Article ->
The statue belongs to the autostephanoumenos type — Greek for "one who crowns himself" — a class of honorific athletic bronzes that crystallized in the late Classical period, around the fourth century BCE, and persisted for generations. 3 In the original, the surface was not the mottled green-brown patina visible today. Ancient bronzes were maintained to look like skin. The alloy itself, given a fine polish, reads warm and amber in raking light, and ancient owners applied a pale surface coating to push the color further toward flesh tones. The lips and nipples were inlaid with red copper — a detail still legible today as the darker metallic patches at the mouth and chest. 1 The eyes were inset: probably ivory or bone for the whites, colored stone or glass for the irises, with the lids framed by a delicate technique in which thin copper strips were folded, cut, and curled to simulate eyelashes. At some point the eyes were removed — perhaps scavenged in antiquity — leaving the statue with the blank, slightly unsettling gaze that greets visitors at the Getty Villa today. 3
The body is slender and young, the weight shifted to the right leg in a contrapposto stance that makes the left hip drop and the right rise slightly. Art historian Carol Mattusch, whose 1997 monograph remains the standard reference on the statue, described him as "a handsome young man with a sleek and graceful body, standing at ease, one hip elegantly cocked. His head held high, his expression detached, he raises one hand toward the olive wreath on his head." 3 The proportions are markedly different from the heavy musculature of earlier Classical athlete statues — this boy has not yet acquired the barrel chest of a wrestler or the thighs of a discus thrower. He looks like a sprinter, or perhaps a pentathlete: quick, controlled, economical.
The casting itself is a technical achievement. The statue was made by the cire perdue (lost-wax) method, a process in which a sculptors' core of clay, sand, and organic material is built up over an armature of iron rods and reed, then covered in a layer of wax. The wax surface is worked with fine tools to produce the final surface detail — curling hair, the subtle shading from ribcage to abdomen, the modeled tendons in the forearm. An outer mold is then applied, the wax is melted out, and molten bronze is poured into the void. For a statue this large, the head was cast separately and attached: X-ray examination shows the join seam at the neck, and at the back of the neck there is a rectangular support plate — a manufacturing feature shared with the Marathon Boy and the Antikythera Youth, two other surviving fourth-century bronzes — that helps anchor the head to the torso. 3 4
The bronze core, examined during conservation in the 1970s, contained traces of linen fibers. The ancient writer Pausanias noted that flax grew in only one part of Greece: the plain around Olympia. 4 That detail, combined with the olive wreath — Olympia's victory prize, as opposed to the laurel of Delphi, the pine of Isthmia, or the wild celery of Nemea — suggests with reasonable confidence that the statue began its life at Olympia, the most prestigious sanctuary in the Greek athletic world, as a votive offering from a victorious athlete or his family. 3

Two thousand years underwater

How the statue got from a Greek sanctuary to the floor of the Adriatic is not documented, but the most plausible reconstruction is straightforward: Rome.

Entries supplied ->
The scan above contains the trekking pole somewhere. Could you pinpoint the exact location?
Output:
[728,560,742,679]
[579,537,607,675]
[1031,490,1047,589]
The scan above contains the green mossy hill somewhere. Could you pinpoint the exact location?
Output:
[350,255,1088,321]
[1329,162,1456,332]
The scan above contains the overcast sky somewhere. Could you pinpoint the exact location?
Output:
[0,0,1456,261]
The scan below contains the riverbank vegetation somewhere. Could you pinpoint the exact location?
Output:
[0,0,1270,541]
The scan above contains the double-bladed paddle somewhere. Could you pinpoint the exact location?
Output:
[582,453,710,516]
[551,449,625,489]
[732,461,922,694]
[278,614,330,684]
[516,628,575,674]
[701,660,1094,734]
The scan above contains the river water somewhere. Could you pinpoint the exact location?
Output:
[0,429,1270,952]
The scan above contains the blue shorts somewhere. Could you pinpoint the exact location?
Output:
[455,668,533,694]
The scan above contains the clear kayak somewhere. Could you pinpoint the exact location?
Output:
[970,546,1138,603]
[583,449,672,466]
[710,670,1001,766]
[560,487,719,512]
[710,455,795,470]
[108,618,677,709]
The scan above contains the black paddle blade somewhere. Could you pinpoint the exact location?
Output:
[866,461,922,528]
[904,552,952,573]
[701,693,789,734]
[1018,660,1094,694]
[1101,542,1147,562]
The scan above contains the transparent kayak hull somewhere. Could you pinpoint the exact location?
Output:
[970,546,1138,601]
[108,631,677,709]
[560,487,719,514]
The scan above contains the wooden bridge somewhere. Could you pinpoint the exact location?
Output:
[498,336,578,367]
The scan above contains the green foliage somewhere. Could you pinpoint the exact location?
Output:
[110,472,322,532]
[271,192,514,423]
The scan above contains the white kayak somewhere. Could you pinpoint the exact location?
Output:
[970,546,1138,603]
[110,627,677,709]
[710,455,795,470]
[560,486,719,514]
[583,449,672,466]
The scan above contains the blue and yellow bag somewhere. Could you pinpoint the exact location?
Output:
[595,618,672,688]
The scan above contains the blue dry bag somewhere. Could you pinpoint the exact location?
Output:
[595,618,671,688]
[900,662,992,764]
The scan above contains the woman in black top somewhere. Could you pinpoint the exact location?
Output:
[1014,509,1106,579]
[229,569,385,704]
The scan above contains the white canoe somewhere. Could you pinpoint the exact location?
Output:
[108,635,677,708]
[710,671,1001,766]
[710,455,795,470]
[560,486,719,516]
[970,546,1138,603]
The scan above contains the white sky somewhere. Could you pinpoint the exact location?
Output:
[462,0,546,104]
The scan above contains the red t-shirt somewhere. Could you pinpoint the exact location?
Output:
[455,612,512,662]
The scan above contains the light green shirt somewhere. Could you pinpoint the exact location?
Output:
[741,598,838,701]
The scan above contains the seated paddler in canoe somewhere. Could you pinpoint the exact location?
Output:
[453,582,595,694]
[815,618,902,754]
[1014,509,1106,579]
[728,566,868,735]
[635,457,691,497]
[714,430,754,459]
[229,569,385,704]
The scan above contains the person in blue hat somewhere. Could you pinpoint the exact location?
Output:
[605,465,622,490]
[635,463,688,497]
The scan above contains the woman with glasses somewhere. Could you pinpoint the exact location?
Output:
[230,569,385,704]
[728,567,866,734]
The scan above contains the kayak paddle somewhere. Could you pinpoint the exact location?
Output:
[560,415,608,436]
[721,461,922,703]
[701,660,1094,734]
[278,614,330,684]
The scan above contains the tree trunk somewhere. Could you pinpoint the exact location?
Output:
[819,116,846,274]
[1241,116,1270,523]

Written instruction 1 ->
Reproduce the part of the passage on the bronze statue starting with "Two thousand years" and going on through "is straightforward: Rome.".
Written instruction 2 ->
Transcribe the lines of the records starting with the line with "The scan above contains the blue and" and going on through the line with "[900,662,992,764]".

Full output 1 ->
Two thousand years underwater

How the statue got from a Greek sanctuary to the floor of the Adriatic is not documented, but the most plausible reconstruction is straightforward: Rome.

Full output 2 ->
The scan above contains the blue and yellow bag somewhere. Could you pinpoint the exact location?
Output:
[595,618,672,688]
The scan above contains the blue dry bag somewhere. Could you pinpoint the exact location?
Output:
[595,618,671,688]
[900,662,992,764]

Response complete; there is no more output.